+++ Page text +++

# Harvesting live burl?



## Rmartin (Mar 1, 2009)

OK, first of all, it's snowing in Georgia!

Now, this tree is mocking me, it's mocking me I tell ya! I believe it's a Red Mulberry, although it's kinda big, so it might be a Black Mulberry.  Every winter it looks deader than dead, and every spring it blooms. It's right outside my shop, and I just want to cut it down for the burl around the base. It's a good 5 to 7 feet around at the base, with burl areas 5 feet up all around.

My question is: Is it possible to remove a small section of the burl without damaging the tree?


----------



## Manny (Mar 1, 2009)

I've seen live trees with burls removed from them. It's possible dunno how.


----------



## Rmartin (Mar 1, 2009)

keithkarl2007 said:


> heck that ain't a burl, this is a burl :biggrin::biggrin::biggrin: my 8 year old nephew sitting on top



Does your burl mock you like mine does?

+++ Recorded information +++

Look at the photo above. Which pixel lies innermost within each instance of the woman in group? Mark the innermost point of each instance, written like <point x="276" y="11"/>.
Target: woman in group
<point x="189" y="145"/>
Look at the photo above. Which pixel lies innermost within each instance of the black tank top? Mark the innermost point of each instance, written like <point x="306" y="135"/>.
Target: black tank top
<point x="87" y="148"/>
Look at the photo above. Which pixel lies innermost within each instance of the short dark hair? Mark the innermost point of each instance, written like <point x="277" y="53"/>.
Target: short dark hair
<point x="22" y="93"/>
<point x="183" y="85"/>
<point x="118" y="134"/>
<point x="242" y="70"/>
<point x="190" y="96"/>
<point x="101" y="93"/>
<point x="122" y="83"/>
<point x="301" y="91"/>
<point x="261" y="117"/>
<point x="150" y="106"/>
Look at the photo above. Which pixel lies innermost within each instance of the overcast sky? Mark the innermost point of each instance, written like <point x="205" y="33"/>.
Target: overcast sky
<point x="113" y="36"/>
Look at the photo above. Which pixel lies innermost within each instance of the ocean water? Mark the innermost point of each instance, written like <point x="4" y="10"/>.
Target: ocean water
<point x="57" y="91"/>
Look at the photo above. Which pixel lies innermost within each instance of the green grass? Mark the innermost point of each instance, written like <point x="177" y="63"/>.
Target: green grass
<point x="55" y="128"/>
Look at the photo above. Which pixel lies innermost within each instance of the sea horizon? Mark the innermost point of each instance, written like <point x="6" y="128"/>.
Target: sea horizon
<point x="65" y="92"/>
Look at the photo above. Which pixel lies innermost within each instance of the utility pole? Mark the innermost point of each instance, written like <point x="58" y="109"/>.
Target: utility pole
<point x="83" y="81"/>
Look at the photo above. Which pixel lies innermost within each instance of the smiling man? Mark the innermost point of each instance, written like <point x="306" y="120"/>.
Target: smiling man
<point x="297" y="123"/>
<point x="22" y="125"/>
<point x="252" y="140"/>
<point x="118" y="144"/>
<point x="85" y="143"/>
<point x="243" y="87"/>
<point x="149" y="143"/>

+++

→ Written request A
Translate this sentence from the forum thread on harvesting live burl into Spanish: "Every winter it looks deader than dead, and every spring it blooms."
→ Written request B
Reproduce the passage of the forum thread on harvesting live burl starting at the words "Now, this tree" and ending after "possible dunno how.".
The data plays no part in what is asked here.

→ Task solution A
Cada invierno parece más muerto que muerto, y cada primavera florece.

→ Task solution B
Now, this tree is mocking me, it's mocking me I tell ya! I believe it's a Red Mulberry, although it's kinda big, so it might be a Black Mulberry.  Every winter it looks deader than dead, and every spring it blooms. It's right outside my shop, and I just want to cut it down for the burl around the base. It's a good 5 to 7 feet around at the base, with burl areas 5 feet up all around.

My question is: Is it possible to remove a small section of the burl without damaging the tree?


----------



## Manny (Mar 1, 2009)

I've seen live trees with burls removed from them. It's possible dunno how.